Point annotation dataset entries
+===+

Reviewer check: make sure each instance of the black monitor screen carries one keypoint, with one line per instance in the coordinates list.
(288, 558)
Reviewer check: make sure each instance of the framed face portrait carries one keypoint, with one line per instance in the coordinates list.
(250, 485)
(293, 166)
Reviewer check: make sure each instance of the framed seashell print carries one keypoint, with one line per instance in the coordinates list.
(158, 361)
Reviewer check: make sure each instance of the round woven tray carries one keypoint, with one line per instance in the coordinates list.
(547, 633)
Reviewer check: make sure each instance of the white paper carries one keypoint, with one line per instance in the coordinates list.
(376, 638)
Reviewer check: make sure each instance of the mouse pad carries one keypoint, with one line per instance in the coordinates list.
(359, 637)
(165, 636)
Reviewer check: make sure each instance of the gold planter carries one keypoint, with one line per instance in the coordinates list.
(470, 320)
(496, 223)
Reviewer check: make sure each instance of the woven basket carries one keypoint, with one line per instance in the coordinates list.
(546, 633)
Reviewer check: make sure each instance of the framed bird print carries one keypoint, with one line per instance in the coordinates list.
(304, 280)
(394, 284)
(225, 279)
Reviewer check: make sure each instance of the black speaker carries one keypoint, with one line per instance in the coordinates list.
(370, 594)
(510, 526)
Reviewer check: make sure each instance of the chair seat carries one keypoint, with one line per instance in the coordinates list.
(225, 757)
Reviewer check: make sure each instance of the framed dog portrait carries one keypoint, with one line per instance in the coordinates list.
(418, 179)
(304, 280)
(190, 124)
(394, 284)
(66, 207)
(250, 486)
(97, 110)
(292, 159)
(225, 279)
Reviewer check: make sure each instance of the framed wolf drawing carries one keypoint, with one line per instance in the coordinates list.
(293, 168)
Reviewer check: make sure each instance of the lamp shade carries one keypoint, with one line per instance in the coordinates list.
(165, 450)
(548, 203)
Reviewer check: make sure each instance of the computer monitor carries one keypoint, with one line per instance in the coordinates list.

+===+

Exercise
Rewrite all the entries above, substituting "point list" for every occurrence of "coordinates list" and keeping everything else unchanged.

Finished task
Reviewer check: make sure each instance of the black monitor screen carries one keypoint, with one line per instance in the point list.
(288, 558)
Reviewer check: make sure each instance of the framed face portrait carries one keypoint, with one line per instance in the point list.
(250, 485)
(293, 166)
Reviewer check: make sure each instance of the framed seashell print carries one keypoint, with one line per instance in the point list.
(158, 361)
Reviewer check: make sure each instance of the round woven tray carries one keypoint, with one line per instance in the point list.
(547, 633)
Reviewer check: make sure each instance of the white paper carries one keypoint, with one line per instance in the point list.
(376, 638)
Reviewer check: make sure each instance of the mouse pad carries one keypoint, with one line per instance in the point list.
(359, 637)
(165, 636)
Reviewer check: make sure each instance of the gold planter carries one keypoint, with one line per instance in the point list.
(470, 320)
(496, 223)
Reviewer check: make sure each instance of the woven basket carries one keypoint, with one line per instance in the point list.
(546, 633)
Reviewer check: make sure each instance of the framed bird print carries one keypoint, with one line per instance in the point list.
(304, 280)
(394, 284)
(225, 279)
Reviewer check: make sure each instance of the black speaker carries one keypoint, with one line per instance in the point list.
(370, 594)
(510, 526)
Reviewer check: make sure each instance of the chair seat carries one keypoint, with one line per instance in the point list.
(225, 757)
Reviewer check: make sure each instance of the framed dog portrait carries one keypoint, with one line per instance in the point list.
(418, 179)
(304, 280)
(190, 124)
(394, 284)
(66, 207)
(250, 486)
(97, 110)
(292, 159)
(225, 279)
Reviewer check: make sure each instance of the framed wolf drawing carries one keypoint, with one line per instance in the point list.
(293, 168)
Reviewer check: make sure each instance of the lamp shade carries one keypoint, with one line per instance in the point list.
(165, 450)
(548, 203)
Reviewer check: make sure each instance of the computer monitor carries one keypoint, with one line per instance in the point list.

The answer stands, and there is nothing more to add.